# Instructions for the task
Make an exact copy of all the data.
start Records for processing
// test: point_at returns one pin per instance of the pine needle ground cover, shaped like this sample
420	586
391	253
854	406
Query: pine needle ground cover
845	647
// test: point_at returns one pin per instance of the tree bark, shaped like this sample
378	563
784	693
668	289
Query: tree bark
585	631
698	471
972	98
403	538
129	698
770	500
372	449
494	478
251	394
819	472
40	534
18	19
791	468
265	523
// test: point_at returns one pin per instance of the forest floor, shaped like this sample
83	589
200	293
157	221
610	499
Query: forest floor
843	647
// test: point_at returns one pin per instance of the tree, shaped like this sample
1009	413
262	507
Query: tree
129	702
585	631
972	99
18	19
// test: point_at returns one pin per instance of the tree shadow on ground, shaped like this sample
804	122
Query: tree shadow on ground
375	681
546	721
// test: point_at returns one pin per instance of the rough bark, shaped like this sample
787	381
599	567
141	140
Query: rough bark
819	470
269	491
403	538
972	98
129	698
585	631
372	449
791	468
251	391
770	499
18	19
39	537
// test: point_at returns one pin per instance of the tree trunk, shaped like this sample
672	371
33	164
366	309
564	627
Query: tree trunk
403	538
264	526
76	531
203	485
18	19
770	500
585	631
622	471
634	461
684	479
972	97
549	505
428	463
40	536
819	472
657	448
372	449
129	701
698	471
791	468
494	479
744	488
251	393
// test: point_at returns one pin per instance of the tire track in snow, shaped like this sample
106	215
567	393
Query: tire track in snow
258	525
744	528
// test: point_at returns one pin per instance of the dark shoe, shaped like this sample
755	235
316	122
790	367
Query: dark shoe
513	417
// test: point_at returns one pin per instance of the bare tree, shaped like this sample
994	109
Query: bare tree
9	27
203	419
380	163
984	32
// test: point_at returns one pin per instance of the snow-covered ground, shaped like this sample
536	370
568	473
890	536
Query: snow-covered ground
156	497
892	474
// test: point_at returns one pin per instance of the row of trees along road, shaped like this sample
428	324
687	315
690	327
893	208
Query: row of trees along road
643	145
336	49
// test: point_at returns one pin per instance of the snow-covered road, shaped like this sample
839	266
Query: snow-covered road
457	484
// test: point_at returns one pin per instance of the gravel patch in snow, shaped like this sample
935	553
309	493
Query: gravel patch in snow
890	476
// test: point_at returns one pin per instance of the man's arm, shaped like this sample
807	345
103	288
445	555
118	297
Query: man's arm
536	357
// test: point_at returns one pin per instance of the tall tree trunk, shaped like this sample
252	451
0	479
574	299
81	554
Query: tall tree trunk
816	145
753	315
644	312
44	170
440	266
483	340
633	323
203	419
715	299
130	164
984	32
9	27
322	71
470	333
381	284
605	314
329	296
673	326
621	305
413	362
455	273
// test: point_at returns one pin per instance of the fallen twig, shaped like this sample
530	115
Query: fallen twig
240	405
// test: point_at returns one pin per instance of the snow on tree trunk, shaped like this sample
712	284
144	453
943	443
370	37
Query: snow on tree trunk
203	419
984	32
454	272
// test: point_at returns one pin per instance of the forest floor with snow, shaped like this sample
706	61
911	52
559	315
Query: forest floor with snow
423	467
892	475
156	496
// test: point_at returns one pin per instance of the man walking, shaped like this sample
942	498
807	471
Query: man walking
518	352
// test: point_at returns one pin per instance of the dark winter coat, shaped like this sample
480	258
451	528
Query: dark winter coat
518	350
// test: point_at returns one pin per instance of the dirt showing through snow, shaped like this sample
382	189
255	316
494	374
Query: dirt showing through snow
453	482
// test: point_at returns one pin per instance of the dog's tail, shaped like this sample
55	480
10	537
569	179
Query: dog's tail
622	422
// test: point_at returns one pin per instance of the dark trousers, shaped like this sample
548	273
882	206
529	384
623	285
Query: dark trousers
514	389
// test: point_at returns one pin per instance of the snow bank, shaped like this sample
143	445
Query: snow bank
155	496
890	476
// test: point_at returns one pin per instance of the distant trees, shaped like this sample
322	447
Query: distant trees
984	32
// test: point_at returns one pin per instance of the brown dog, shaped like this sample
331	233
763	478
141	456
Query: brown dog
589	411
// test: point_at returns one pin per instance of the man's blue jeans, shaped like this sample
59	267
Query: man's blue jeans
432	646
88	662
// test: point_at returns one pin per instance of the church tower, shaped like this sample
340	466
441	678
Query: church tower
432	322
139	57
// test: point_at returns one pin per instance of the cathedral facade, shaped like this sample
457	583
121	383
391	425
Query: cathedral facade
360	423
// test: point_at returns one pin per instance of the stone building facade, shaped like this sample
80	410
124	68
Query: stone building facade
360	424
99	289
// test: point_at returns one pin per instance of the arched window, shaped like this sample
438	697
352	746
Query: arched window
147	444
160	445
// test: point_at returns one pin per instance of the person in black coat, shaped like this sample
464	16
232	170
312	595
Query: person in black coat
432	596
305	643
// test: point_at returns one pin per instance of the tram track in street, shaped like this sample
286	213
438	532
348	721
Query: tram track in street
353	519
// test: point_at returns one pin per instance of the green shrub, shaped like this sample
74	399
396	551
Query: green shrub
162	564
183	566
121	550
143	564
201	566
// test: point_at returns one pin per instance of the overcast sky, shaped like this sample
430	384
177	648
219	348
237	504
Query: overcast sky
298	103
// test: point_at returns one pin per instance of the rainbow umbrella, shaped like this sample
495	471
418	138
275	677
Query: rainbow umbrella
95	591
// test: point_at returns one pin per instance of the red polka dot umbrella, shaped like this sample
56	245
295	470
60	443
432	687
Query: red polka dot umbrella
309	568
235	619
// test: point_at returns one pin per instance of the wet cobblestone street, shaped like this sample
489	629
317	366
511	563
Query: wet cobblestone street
end Records for processing
# Result for this task
// test: point_at returns one pin per instance of the pine needle ground cover, shaped like this sample
420	586
391	253
854	406
Query: pine needle ground cover
845	647
// test: point_at returns one pin per instance of the tree bark, shaped like this sample
378	563
784	693
668	289
Query: tree bark
585	631
698	471
972	98
403	538
129	698
770	500
372	449
494	478
251	394
819	472
40	534
18	19
791	468
265	523
// test: point_at returns one pin per instance of the forest floor, shaped like this sample
83	589
200	293
157	221
610	499
Query: forest floor
843	647
// test: point_at returns one pin per instance of the tree, shaped like this sample
1009	413
262	507
Query: tree
129	702
585	631
972	99
18	19
// test: point_at returns one pin per instance of the tree shadow on ground, shaped like this sample
804	122
Query: tree shadow on ground
375	681
546	721
// test: point_at returns one pin per instance of the rough bark, shaped like this sample
787	381
599	567
141	140
Query: rough bark
819	470
269	491
403	538
972	98
129	698
585	631
372	449
791	468
251	391
770	499
18	19
39	537
// test: point_at returns one pin per instance of the tree trunk, shaped like this sample
672	371
33	164
366	309
564	627
Query: tree trunk
403	538
264	526
76	531
203	485
18	19
770	500
585	631
622	471
634	461
684	479
972	97
549	505
428	463
40	536
819	472
657	448
372	449
129	701
698	471
791	468
494	479
744	488
251	393
// test: point_at returns one pin per instance of the tire track in snow, shaped like this sample
106	215
567	393
Query: tire track in snow
258	525
744	528
// test: point_at returns one pin per instance of the dark shoe, shaped like this sample
755	235
316	122
790	367
Query: dark shoe
513	417
// test: point_at returns one pin per instance of the bare tree, shaped like this sample
994	109
Query: bare tree
9	27
203	419
380	163
984	32
// test: point_at returns one pin per instance of the snow-covered ground, shaped like this sample
536	370
568	473
890	536
Query: snow-covered ground
156	497
892	474
// test: point_at returns one pin per instance of the row of trees along road, shaped like this sample
428	324
687	315
690	327
893	208
Query: row of trees along road
643	145
336	49
// test: point_at returns one pin per instance of the snow-covered road, shaped like this sample
839	266
Query: snow-covered road
457	484
// test: point_at returns one pin per instance of the gravel patch in snow, shaped like this sample
935	553
309	493
Query: gravel patch in snow
890	476
// test: point_at returns one pin per instance of the man's arm, shaped like this sample
807	345
103	288
445	555
118	297
Query: man's arm
536	357
// test: point_at returns one pin per instance of the tall tree trunk, shaped like this sample
252	451
0	479
574	299
81	554
Query: tall tree trunk
816	145
753	315
644	312
44	170
440	266
483	340
633	323
203	419
715	299
130	164
984	32
9	27
322	71
470	333
381	284
605	314
329	296
673	326
621	305
413	362
455	273
// test: point_at returns one pin per instance of the fallen twig, shaped like this sample
530	115
Query: fallen twig
240	405
// test: point_at returns one pin per instance of the snow on tree trunk, shaped like this sample
712	284
144	453
943	443
370	37
Query: snow on tree trunk
203	419
984	32
454	272
// test: point_at returns one pin per instance of the forest floor with snow, shaped like this sample
706	61
911	52
559	315
Query: forest floor with snow
423	467
892	475
156	496
// test: point_at returns one pin per instance of the man walking, shaped like this sample
942	498
807	471
Query: man walking
518	352
// test: point_at returns one pin per instance of the dark winter coat, shaped like this sample
480	258
451	528
Query: dark winter coat
518	350
// test: point_at returns one pin per instance of the dirt showing through snow, shaped like this sample
382	189
255	316
494	374
Query: dirt showing through snow
453	482
// test: point_at returns one pin per instance of the dog's tail, shaped like this sample
55	480
10	537
569	179
Query: dog's tail
622	422
// test: point_at returns one pin per instance of the dark trousers, shaped like this sample
548	273
882	206
529	384
623	285
Query: dark trousers
514	389
// test: point_at returns one pin per instance of the snow bank, shaped like this sample
143	445
Query: snow bank
155	496
890	476
// test: point_at returns one pin per instance of the distant trees, shaped like this sample
322	447
Query: distant trees
984	32
// test: point_at returns one pin per instance of the brown dog, shaped like this sample
331	233
763	478
141	456
Query: brown dog
589	411
// test: point_at returns one pin per instance of the man's blue jeans, shaped like this sample
59	267
Query: man's blue jeans
432	646
88	662
// test: point_at returns one pin per instance of the church tower, shaped like this sample
340	466
441	678
Query: church tower
432	322
139	57
// test: point_at returns one pin per instance of the cathedral facade, shaped like this sample
457	583
121	383
391	425
Query: cathedral facade
360	423
// test: point_at returns one pin per instance of the stone building facade, shaped like this sample
80	410
124	68
Query: stone building facade
360	424
99	289
// test: point_at returns one pin per instance of the arched window, shaped like this sample
438	697
352	746
Query: arched window
147	444
160	445
// test: point_at returns one pin per instance of the person in black coat, shaped like this sample
464	16
232	170
312	595
Query: person in black coat
432	596
305	643
// test: point_at returns one pin per instance of the tram track in street, shaped like this sample
286	213
438	532
348	721
Query: tram track in street
353	519
// test: point_at returns one pin per instance of the green shrub, shaped like this sample
74	399
396	551
Query: green shrub
162	564
183	566
121	550
143	564
201	566
// test: point_at returns one pin per instance of the overcast sky, shaped like this sample
430	384
177	648
219	348
237	504
Query: overcast sky
298	103
// test: point_at returns one pin per instance of the rainbow umbrella, shaped like this sample
495	471
418	138
275	677
Query: rainbow umbrella
95	591
// test: point_at returns one pin per instance of the red polka dot umbrella, shaped like this sample
56	245
295	470
60	443
432	687
Query: red polka dot umbrella
309	568
235	619
// test: point_at returns one pin per instance of the wet cobblestone street, shaped like this sample
489	629
317	366
511	563
Query: wet cobblestone street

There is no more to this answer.